===== Document extract =====

For years, experts urged us to down eight big glasses of water a day. Turns out, that’s just one of those health myths that everyone has heard and no one can prove.
Researchers at Dartmouth Medical School combed through mountains of data and found no evidence to back it up. (They suspect it may have stemmed from an early misunderstanding from national nutrition guidelines.) The new, surprising, conclusion they reached: For most sedentary people who work indoors, 8 glasses may be too many.
Still, water is at the top of the food chain for good health, says registered dietician Wendy Bazilian, who has a doctorate in public health and is the co-author of The SuperFoods Rx Diet. “It’s the most important nutrient we consume. You can survive weeks without food, but only days without water.”
Water plays a role in many bodily functions: delivering nutrients and removing wastes from cells, stabilising body temperature and keeping our skin healthy and glowing. It’s important for oral health as well: Lots of water helps to minimise the plaque that can cause cavities and bad breath.
So if eight 225-ml glasses isn’t the right amount, what is? A good rule of thumb, says Bazilian, is to take in 225 ml for every 9.1 kg you weigh. But it needn’t all be drunk. A National Academy of Sciences report noted that while 80 percent of your daily water should come from beverages for proper hydration; the rest can be from water-rich foods.
How can you be sure you’re getting enough water? Follow these four easy tips every day, recommends Bazilian:
• Eat a fruit or vegetable at every meal. Apples, grapes and tomatoes are excellent water-rich choices.
• Have soup or salad at least once a day.
• Aim for at least six 225-ml beverages. Her favoritess: water (plain or sparkling, flavoured with a slice of cucumber or a squeeze of
lime), green tea, low-fat milk and low-sodium vegetable drinks.
• Keep the weather in mind. You’ll be thirstier on a hot day than a cool one.
• Drink for your sport. Physical activity can dehydrate. The Australian Institute of Sport (AIS) recommends beginning your sport in “fluid balance” by drinking regularly throughout the day leading up to training or competition. Then, just before exercising, consume 200 ml to 600 ml of fluid. During your session, “begin drinking early and continue to drink small amounts regularly”. The AIS recommends sports drinks or water as the best options.

===== Dataset excerpt =====

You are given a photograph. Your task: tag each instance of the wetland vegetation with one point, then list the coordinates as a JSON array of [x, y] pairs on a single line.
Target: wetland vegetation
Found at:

=====

■ What to produce ■
Explain, in one to three sentences, why the article on daily water intake says water matters for oral health.

■ Solution to the problem ■
The article says that drinking lots of water helps minimize plaque. That plaque can cause cavities and bad breath.